─── THE RECORDS

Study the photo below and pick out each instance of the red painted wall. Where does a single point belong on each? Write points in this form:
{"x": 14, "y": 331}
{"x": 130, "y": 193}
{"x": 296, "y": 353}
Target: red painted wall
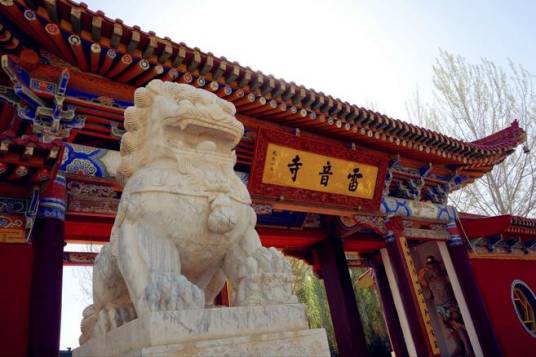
{"x": 495, "y": 277}
{"x": 15, "y": 285}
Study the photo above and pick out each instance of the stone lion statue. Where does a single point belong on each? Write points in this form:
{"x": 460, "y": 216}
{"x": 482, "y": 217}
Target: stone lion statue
{"x": 184, "y": 224}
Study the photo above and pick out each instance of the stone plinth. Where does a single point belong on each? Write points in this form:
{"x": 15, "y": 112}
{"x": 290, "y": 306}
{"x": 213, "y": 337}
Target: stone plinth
{"x": 277, "y": 330}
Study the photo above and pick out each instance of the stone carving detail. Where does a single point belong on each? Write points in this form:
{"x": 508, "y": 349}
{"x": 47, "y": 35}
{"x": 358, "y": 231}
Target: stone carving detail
{"x": 184, "y": 223}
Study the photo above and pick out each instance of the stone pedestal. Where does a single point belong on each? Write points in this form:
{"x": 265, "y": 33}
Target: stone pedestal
{"x": 277, "y": 330}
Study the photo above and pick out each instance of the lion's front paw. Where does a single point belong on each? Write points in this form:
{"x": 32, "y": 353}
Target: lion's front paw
{"x": 168, "y": 292}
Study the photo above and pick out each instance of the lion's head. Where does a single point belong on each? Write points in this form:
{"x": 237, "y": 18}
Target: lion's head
{"x": 168, "y": 118}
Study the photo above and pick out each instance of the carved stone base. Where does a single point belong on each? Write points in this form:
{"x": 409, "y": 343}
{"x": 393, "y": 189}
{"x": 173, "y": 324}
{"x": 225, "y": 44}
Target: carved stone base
{"x": 277, "y": 330}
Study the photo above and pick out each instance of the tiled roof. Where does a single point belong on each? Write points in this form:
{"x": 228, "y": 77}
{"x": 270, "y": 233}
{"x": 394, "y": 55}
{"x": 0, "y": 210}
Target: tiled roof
{"x": 95, "y": 43}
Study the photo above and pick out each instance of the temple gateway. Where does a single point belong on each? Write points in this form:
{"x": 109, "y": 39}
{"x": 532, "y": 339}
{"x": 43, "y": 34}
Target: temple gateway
{"x": 331, "y": 183}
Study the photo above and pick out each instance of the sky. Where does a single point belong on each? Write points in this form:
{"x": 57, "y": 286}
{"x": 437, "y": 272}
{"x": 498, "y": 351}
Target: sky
{"x": 365, "y": 52}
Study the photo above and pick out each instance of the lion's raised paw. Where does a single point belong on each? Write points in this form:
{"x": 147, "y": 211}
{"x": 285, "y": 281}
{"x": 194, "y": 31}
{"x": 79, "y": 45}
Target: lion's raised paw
{"x": 169, "y": 292}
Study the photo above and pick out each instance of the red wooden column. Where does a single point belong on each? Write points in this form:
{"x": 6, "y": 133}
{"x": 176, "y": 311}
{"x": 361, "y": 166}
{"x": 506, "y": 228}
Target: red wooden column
{"x": 471, "y": 293}
{"x": 45, "y": 300}
{"x": 341, "y": 298}
{"x": 406, "y": 287}
{"x": 389, "y": 312}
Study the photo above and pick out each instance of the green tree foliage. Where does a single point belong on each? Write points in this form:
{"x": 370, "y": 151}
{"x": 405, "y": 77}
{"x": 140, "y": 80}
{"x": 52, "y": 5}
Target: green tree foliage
{"x": 311, "y": 292}
{"x": 474, "y": 100}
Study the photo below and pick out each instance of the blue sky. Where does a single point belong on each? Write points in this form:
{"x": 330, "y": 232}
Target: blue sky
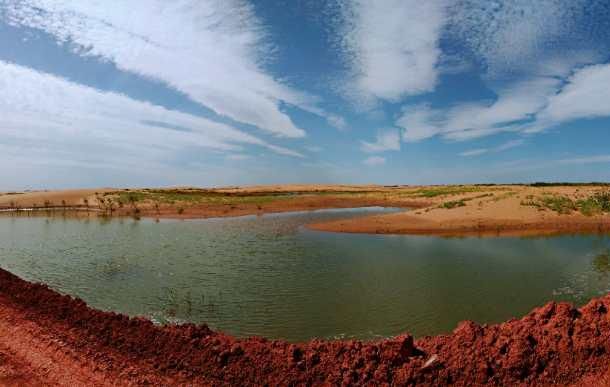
{"x": 226, "y": 92}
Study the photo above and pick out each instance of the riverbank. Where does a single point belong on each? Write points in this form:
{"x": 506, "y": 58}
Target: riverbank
{"x": 506, "y": 211}
{"x": 47, "y": 338}
{"x": 485, "y": 210}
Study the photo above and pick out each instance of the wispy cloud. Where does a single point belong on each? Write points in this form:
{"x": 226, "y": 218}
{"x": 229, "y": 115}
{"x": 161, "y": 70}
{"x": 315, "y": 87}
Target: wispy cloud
{"x": 500, "y": 148}
{"x": 517, "y": 102}
{"x": 392, "y": 47}
{"x": 213, "y": 51}
{"x": 387, "y": 140}
{"x": 586, "y": 95}
{"x": 512, "y": 36}
{"x": 374, "y": 161}
{"x": 51, "y": 118}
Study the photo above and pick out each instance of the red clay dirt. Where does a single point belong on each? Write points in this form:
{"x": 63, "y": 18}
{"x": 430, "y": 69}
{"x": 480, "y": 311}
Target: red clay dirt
{"x": 52, "y": 339}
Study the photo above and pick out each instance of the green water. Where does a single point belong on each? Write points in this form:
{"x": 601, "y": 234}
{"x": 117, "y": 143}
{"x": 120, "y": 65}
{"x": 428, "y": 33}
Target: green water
{"x": 270, "y": 276}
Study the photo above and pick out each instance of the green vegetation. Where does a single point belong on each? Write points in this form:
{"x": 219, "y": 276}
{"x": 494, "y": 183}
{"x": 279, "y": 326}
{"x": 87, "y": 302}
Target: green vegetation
{"x": 560, "y": 184}
{"x": 444, "y": 190}
{"x": 595, "y": 204}
{"x": 187, "y": 197}
{"x": 453, "y": 204}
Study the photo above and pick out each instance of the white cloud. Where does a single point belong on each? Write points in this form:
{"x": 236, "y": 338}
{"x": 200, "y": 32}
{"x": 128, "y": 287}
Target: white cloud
{"x": 586, "y": 95}
{"x": 374, "y": 161}
{"x": 50, "y": 118}
{"x": 420, "y": 122}
{"x": 500, "y": 148}
{"x": 513, "y": 36}
{"x": 474, "y": 152}
{"x": 392, "y": 46}
{"x": 585, "y": 160}
{"x": 211, "y": 50}
{"x": 517, "y": 102}
{"x": 387, "y": 140}
{"x": 237, "y": 157}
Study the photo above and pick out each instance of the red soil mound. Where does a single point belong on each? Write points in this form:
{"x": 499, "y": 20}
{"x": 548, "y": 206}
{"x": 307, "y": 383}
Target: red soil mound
{"x": 554, "y": 344}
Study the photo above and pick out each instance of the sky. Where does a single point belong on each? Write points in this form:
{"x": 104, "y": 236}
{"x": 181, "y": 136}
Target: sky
{"x": 240, "y": 92}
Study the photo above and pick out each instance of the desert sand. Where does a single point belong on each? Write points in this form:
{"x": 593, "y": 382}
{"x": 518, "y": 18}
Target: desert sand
{"x": 436, "y": 210}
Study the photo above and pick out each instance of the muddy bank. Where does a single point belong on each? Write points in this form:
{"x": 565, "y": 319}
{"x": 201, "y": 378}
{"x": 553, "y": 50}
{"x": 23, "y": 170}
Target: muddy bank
{"x": 58, "y": 339}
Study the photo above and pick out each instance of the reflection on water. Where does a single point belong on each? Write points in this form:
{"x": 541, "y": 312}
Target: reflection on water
{"x": 601, "y": 262}
{"x": 269, "y": 276}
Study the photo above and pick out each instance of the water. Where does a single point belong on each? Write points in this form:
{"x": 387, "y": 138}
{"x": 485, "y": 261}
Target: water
{"x": 270, "y": 276}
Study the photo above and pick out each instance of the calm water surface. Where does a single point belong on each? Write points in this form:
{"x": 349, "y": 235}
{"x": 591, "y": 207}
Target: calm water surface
{"x": 270, "y": 276}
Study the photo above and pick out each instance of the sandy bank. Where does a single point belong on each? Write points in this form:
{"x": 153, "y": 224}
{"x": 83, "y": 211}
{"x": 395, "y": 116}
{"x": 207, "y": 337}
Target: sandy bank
{"x": 48, "y": 337}
{"x": 516, "y": 211}
{"x": 435, "y": 210}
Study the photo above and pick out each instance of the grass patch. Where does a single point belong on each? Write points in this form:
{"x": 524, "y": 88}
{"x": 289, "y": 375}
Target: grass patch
{"x": 597, "y": 203}
{"x": 445, "y": 190}
{"x": 453, "y": 204}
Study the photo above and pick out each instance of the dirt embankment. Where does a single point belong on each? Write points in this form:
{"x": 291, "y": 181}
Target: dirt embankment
{"x": 437, "y": 210}
{"x": 497, "y": 211}
{"x": 47, "y": 338}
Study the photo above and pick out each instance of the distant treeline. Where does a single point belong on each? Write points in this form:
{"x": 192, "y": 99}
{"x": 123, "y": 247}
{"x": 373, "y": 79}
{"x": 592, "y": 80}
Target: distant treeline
{"x": 548, "y": 184}
{"x": 553, "y": 184}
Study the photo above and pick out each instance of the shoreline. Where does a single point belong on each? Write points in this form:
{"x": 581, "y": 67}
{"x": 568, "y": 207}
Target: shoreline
{"x": 487, "y": 211}
{"x": 45, "y": 336}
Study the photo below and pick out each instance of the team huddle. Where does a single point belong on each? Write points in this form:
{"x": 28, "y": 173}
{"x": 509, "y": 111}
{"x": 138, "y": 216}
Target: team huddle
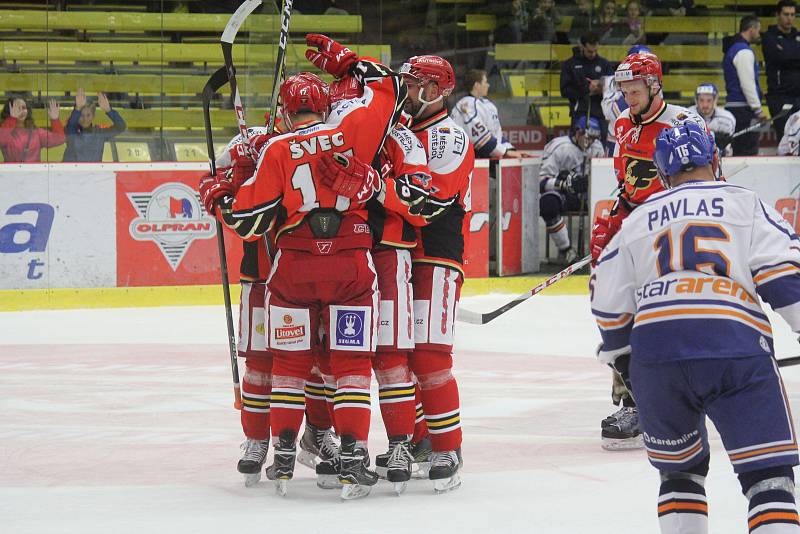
{"x": 354, "y": 218}
{"x": 355, "y": 221}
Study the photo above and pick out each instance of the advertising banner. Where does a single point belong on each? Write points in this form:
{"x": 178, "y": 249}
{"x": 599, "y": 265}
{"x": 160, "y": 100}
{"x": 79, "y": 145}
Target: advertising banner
{"x": 509, "y": 229}
{"x": 56, "y": 227}
{"x": 476, "y": 256}
{"x": 164, "y": 235}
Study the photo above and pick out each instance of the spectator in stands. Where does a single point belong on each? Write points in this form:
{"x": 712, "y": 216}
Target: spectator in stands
{"x": 477, "y": 115}
{"x": 84, "y": 140}
{"x": 582, "y": 21}
{"x": 781, "y": 46}
{"x": 741, "y": 83}
{"x": 20, "y": 140}
{"x": 542, "y": 27}
{"x": 581, "y": 81}
{"x": 634, "y": 24}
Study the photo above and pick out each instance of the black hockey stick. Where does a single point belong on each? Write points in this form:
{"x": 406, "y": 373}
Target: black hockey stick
{"x": 467, "y": 316}
{"x": 214, "y": 83}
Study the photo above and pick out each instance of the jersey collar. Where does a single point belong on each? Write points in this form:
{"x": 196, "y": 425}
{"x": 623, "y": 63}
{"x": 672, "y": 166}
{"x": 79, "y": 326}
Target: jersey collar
{"x": 424, "y": 124}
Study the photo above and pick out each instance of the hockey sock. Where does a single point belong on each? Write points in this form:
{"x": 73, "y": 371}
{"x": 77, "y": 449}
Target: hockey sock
{"x": 396, "y": 392}
{"x": 287, "y": 402}
{"x": 439, "y": 398}
{"x": 420, "y": 426}
{"x": 559, "y": 234}
{"x": 351, "y": 403}
{"x": 256, "y": 387}
{"x": 772, "y": 508}
{"x": 316, "y": 403}
{"x": 682, "y": 506}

──────

## WHAT IS BEING ASKED
Extract every line containing the string "below" from the data above.

## RESULT
Study the photo below and pick out each instance of the red painted wall. Where does a single point belong on each? Write points in this form:
Study the photo below and pick out each instance of the blue sky. Where does a single point belong on each? Write points in this form:
Study the photo below and pick out each instance of the team huddle. Where does a single point belong on each? Write points in this form:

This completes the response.